*Complete the following*
[a] Write out the passage on mineral rights in full, word for word.
[b] Count the lines in the listing that contain the string "grass", treating case as significant. Reply with the number alone.

*Text provided*
◇ ◇ ◇ ◇
Mineral rights refer to the legal authority to explore and produce minerals found under your land surface. While minerals are a government property in many nations, mineral rights in the United States belong to the owner of the land surface located above the minerals. These rights can be sold or leased without losing ownership of the land surface.
The Difference Between Leasing and Buying Mineral Rights
When you lease mineral rights, you enter an agreement in which the owner of the mineral rights permits you to extract the minerals for a certain period. This kind of arrangement allows the mineral owner to retain the ownership rights. You will be required to pay the owner a proportionate income share once you extract the minerals.
When you buy mineral rights, the owner of the minerals transfers the ownership to you. This allows you to transfer the rights to a third owner at your wish. Here, you are required to pay the owner of the mineral rights upfront. The ownership of the mineral rights is transferred to you once you complete the payment.
◇ ◇ ◇ ◇
*Materials provided*
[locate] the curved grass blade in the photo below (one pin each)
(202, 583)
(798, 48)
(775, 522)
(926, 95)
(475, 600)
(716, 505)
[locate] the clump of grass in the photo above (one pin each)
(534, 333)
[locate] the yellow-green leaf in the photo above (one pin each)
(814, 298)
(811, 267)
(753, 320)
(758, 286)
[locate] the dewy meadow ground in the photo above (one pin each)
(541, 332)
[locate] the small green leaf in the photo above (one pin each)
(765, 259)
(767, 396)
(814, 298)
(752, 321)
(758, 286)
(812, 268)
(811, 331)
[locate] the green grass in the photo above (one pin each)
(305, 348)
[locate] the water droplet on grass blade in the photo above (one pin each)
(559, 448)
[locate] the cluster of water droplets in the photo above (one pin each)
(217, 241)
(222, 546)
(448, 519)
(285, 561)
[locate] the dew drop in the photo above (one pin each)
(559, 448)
◇ ◇ ◇ ◇
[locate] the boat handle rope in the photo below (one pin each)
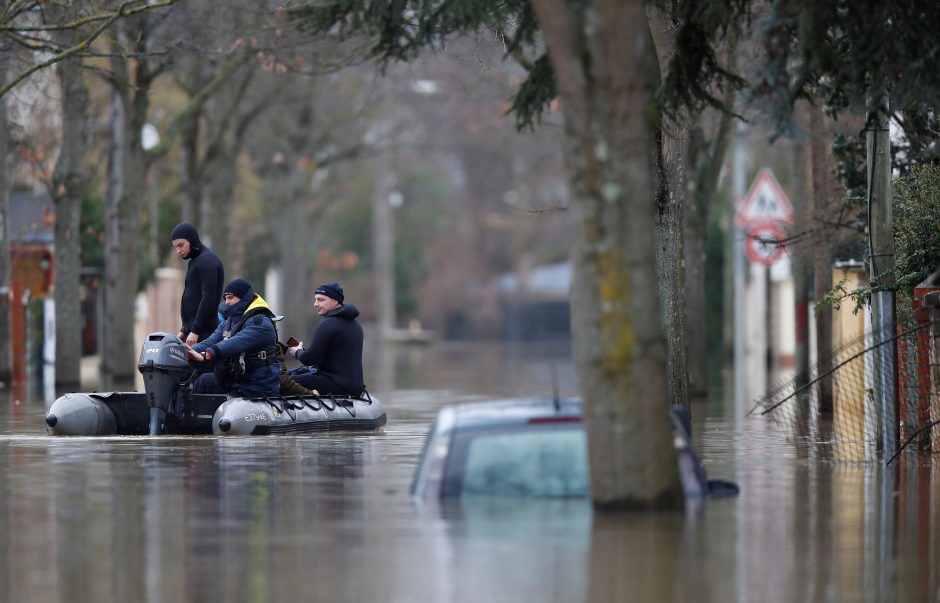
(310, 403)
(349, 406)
◇ ◇ ◇ ◇
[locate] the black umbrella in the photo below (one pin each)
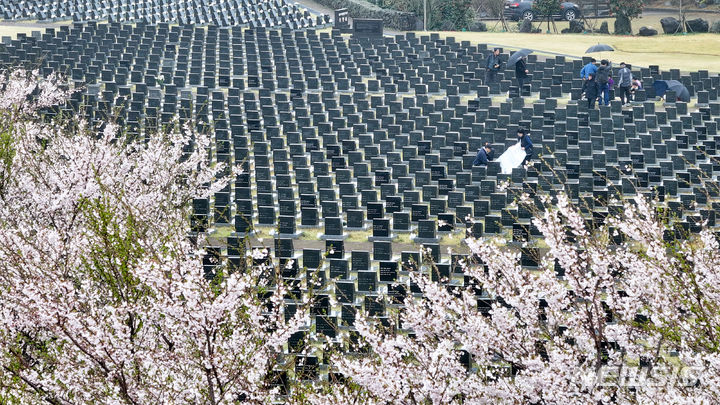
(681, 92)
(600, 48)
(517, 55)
◇ ◇ ◇ ◇
*Completed exercise*
[a]
Mineral rights refer to the legal authority to explore and produce minerals found under your land surface. While minerals are a government property in many nations, mineral rights in the United States belong to the owner of the land surface located above the minerals. These rights can be sold or leased without losing ownership of the land surface.
The Difference Between Leasing and Buying Mineral Rights
When you lease mineral rights, you enter an agreement in which the owner of the mineral rights permits you to extract the minerals for a certain period. This kind of arrangement allows the mineral owner to retain the ownership rights. You will be required to pay the owner a proportionate income share once you extract the minerals.
When you buy mineral rights, the owner of the minerals transfers the ownership to you. This allows you to transfer the rights to a third owner at your wish. Here, you are required to pay the owner of the mineral rights upfront. The ownership of the mineral rights is transferred to you once you complete the payment.

[b] 4